**Material for the task:**
■ ■ ■

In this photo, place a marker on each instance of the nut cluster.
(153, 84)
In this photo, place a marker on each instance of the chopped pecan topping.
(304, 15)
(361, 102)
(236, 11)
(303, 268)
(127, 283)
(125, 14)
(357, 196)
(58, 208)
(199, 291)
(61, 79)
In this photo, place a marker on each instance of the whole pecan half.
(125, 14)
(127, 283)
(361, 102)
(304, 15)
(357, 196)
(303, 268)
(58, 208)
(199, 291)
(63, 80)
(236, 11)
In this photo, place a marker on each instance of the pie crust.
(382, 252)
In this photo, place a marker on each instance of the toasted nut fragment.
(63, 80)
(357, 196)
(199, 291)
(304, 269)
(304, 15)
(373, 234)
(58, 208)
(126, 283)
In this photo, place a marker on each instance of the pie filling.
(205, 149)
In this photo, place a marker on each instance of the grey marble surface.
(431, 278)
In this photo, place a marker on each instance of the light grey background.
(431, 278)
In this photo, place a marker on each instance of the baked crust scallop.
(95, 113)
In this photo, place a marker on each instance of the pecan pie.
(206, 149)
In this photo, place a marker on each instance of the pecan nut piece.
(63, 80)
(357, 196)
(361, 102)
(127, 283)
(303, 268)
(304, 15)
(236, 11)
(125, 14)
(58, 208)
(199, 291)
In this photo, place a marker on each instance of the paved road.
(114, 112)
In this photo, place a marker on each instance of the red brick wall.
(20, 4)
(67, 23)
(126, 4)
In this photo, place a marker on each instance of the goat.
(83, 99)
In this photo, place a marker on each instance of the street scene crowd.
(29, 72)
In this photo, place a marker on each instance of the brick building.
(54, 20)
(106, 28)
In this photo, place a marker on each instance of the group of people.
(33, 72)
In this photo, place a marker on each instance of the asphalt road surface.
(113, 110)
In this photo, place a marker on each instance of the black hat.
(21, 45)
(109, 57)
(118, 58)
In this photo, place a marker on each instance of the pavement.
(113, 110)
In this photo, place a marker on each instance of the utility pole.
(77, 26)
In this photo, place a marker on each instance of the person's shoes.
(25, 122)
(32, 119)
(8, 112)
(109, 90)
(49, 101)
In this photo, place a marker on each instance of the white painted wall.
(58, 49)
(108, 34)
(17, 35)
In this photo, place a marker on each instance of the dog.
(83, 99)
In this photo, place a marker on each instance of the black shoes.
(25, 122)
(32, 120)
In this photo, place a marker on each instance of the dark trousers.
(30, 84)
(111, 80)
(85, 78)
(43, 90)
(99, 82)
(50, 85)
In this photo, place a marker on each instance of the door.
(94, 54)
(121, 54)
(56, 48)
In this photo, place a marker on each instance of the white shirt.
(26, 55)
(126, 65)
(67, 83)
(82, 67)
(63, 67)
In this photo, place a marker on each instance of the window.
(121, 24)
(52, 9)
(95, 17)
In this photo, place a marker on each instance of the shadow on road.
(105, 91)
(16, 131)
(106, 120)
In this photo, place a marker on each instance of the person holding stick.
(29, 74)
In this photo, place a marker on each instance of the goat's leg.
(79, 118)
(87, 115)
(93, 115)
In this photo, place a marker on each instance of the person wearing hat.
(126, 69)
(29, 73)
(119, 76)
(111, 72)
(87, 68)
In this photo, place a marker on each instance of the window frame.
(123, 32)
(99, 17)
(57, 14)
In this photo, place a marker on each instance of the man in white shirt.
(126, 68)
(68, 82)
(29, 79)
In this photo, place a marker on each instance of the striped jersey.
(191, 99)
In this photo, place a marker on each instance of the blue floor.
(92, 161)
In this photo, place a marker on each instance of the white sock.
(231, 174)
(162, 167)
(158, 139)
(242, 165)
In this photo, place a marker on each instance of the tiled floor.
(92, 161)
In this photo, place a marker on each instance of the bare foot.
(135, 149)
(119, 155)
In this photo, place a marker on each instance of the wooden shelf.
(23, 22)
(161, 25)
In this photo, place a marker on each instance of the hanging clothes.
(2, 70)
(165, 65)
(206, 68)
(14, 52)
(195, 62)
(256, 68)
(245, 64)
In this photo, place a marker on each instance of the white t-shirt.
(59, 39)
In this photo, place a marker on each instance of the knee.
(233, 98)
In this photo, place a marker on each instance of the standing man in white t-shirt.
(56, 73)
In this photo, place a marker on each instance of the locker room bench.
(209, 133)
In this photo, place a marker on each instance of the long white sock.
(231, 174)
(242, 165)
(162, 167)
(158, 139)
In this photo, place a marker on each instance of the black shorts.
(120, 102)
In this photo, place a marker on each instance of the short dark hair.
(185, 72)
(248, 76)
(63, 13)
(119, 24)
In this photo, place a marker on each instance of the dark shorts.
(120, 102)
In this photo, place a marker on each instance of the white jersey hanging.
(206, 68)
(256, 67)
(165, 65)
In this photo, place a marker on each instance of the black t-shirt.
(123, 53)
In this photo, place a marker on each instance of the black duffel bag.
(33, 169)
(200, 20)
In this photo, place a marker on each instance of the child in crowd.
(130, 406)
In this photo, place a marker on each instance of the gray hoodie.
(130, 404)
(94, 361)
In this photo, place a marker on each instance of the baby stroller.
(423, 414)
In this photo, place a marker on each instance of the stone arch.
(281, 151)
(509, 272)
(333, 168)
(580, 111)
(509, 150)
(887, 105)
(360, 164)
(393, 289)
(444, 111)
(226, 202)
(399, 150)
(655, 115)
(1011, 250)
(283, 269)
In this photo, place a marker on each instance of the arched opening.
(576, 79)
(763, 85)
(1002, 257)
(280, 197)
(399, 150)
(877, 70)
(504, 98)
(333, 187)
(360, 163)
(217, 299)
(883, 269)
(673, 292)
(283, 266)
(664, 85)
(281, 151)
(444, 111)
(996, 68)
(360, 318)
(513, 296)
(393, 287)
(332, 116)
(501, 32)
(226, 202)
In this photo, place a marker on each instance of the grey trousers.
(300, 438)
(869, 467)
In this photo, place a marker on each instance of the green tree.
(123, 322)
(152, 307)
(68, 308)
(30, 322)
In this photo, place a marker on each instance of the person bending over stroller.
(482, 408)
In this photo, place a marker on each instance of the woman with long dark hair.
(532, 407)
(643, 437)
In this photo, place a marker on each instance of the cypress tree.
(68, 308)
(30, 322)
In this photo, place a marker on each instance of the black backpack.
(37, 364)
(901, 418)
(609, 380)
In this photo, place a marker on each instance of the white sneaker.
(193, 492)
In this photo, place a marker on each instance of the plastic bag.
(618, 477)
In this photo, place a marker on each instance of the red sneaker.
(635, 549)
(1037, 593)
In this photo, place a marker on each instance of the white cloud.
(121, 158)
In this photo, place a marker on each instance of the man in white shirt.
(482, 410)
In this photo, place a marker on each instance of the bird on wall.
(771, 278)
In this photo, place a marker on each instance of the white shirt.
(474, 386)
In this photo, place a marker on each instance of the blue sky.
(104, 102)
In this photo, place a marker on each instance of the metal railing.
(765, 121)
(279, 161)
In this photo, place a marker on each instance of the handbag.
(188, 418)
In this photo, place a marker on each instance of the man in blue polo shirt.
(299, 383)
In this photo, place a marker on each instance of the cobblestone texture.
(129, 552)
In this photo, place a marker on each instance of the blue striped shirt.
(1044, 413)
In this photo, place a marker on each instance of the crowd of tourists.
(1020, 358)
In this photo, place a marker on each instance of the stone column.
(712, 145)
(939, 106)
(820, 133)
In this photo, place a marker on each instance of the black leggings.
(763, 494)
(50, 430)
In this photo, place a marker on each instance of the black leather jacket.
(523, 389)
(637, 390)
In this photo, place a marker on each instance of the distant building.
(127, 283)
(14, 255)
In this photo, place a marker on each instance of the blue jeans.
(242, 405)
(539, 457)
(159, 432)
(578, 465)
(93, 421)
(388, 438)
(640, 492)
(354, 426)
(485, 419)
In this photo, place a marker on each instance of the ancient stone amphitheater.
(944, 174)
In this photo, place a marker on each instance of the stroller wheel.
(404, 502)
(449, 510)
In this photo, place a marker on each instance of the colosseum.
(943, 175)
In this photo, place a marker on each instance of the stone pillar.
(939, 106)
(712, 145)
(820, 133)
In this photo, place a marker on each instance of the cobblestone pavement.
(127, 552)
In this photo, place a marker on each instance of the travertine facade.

■ ■ ■

**Instructions to follow:**
Turn the part of the listing from the line with "the white cloud." up to and including the line with "(1044, 413)" into a numbered list, omitting any blank lines.

**Output for this task:**
1. In this photo, place a marker on each instance of the white cloud.
2. (121, 158)
3. In this photo, place a marker on each instance of the man in white shirt.
4. (482, 410)
5. In this photo, place a marker on each instance of the bird on wall.
6. (771, 278)
7. In this photo, place a marker on each instance of the white shirt.
8. (474, 386)
9. In this photo, place a marker on each instance of the blue sky.
10. (104, 102)
11. In this photo, place a marker on each instance of the metal railing.
12. (765, 121)
13. (279, 161)
14. In this photo, place a marker on each instance of the handbag.
15. (188, 418)
16. In this photo, place a marker on each instance of the man in blue polo shirt.
17. (299, 383)
18. In this photo, place a marker on each instance of the cobblestone texture.
19. (129, 552)
20. In this photo, place a marker on each instance of the blue striped shirt.
21. (1044, 413)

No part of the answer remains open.